◆ The task: Could you write out the material below again with every "marker" switched to "point", changing nothing else and leaving out the pictures?

>> Begin Record set

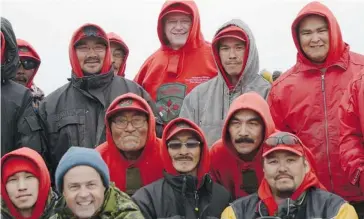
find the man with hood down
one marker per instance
(186, 191)
(183, 61)
(236, 161)
(119, 53)
(237, 60)
(305, 100)
(19, 123)
(26, 191)
(30, 62)
(131, 150)
(74, 114)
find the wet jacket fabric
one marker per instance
(351, 115)
(149, 164)
(74, 113)
(169, 75)
(117, 205)
(183, 196)
(207, 105)
(312, 113)
(114, 38)
(227, 168)
(44, 206)
(20, 126)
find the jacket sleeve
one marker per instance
(143, 199)
(351, 136)
(346, 211)
(228, 213)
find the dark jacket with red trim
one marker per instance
(149, 164)
(227, 168)
(74, 113)
(305, 101)
(183, 196)
(19, 123)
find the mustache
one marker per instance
(244, 140)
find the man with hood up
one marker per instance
(237, 59)
(131, 150)
(74, 114)
(119, 53)
(19, 122)
(305, 99)
(236, 158)
(30, 62)
(182, 62)
(26, 191)
(186, 191)
(290, 188)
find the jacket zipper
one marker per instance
(326, 126)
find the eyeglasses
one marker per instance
(175, 144)
(28, 64)
(286, 139)
(123, 123)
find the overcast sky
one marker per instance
(49, 24)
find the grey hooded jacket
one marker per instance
(207, 104)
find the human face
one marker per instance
(284, 171)
(177, 28)
(83, 191)
(231, 52)
(314, 38)
(22, 188)
(91, 54)
(117, 56)
(130, 138)
(185, 159)
(246, 131)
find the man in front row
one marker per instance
(290, 188)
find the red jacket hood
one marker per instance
(44, 182)
(195, 38)
(337, 45)
(114, 38)
(252, 101)
(76, 68)
(310, 180)
(151, 138)
(31, 54)
(204, 164)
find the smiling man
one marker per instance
(290, 188)
(305, 100)
(186, 191)
(82, 177)
(236, 56)
(235, 158)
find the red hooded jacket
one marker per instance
(169, 75)
(351, 115)
(31, 54)
(149, 162)
(78, 35)
(310, 111)
(114, 38)
(226, 165)
(44, 183)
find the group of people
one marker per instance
(199, 133)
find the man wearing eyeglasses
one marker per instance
(19, 124)
(131, 150)
(235, 158)
(186, 191)
(28, 68)
(182, 62)
(290, 188)
(74, 113)
(119, 53)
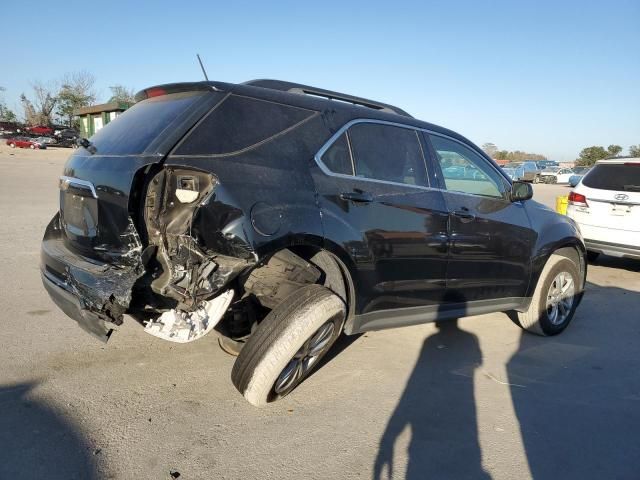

>> End Record set

◆ Answer:
find the man with hood down
one point per instance
(186, 191)
(183, 61)
(236, 161)
(119, 53)
(237, 60)
(305, 100)
(19, 123)
(26, 191)
(30, 62)
(131, 150)
(74, 114)
find the wet jacket fabric
one point per instance
(351, 115)
(149, 164)
(74, 113)
(169, 75)
(117, 205)
(183, 196)
(207, 105)
(312, 113)
(114, 38)
(227, 168)
(44, 206)
(20, 126)
find the jacket sleeve
one point per instance
(143, 199)
(351, 136)
(346, 211)
(228, 213)
find the dark jacket with red trim
one point per instance
(149, 164)
(227, 168)
(74, 113)
(305, 101)
(183, 196)
(19, 123)
find the mustache
one point per instance
(244, 140)
find the man with hood up
one point per instance
(237, 59)
(131, 150)
(74, 114)
(119, 53)
(19, 122)
(305, 99)
(236, 158)
(30, 62)
(182, 62)
(26, 191)
(186, 191)
(290, 188)
find the jacket zipper
one point per instance
(326, 126)
find the eyeglasses
one point per instance
(175, 144)
(28, 64)
(286, 139)
(123, 123)
find the overcast sky
one point per instance
(49, 24)
find the grey hooded jacket
one point per instance
(207, 104)
find the human face
one point per instance
(284, 171)
(177, 28)
(83, 191)
(231, 52)
(314, 38)
(22, 188)
(91, 54)
(117, 56)
(130, 138)
(185, 159)
(246, 131)
find the man in front row
one point per instance
(290, 188)
find the red jacket hood
one point per instance
(44, 182)
(195, 38)
(337, 45)
(114, 38)
(252, 101)
(76, 68)
(310, 180)
(151, 138)
(31, 54)
(204, 164)
find the smiling man
one point per instance
(290, 188)
(305, 100)
(186, 191)
(82, 177)
(236, 56)
(235, 158)
find the red hooded jacket
one point per instance
(169, 75)
(351, 115)
(31, 54)
(149, 162)
(78, 35)
(310, 111)
(114, 38)
(226, 165)
(44, 183)
find the group of people
one point per instance
(199, 133)
find the man wearing eyeglasses
one point per instance
(19, 124)
(131, 150)
(235, 158)
(186, 191)
(28, 68)
(182, 62)
(290, 188)
(74, 113)
(119, 53)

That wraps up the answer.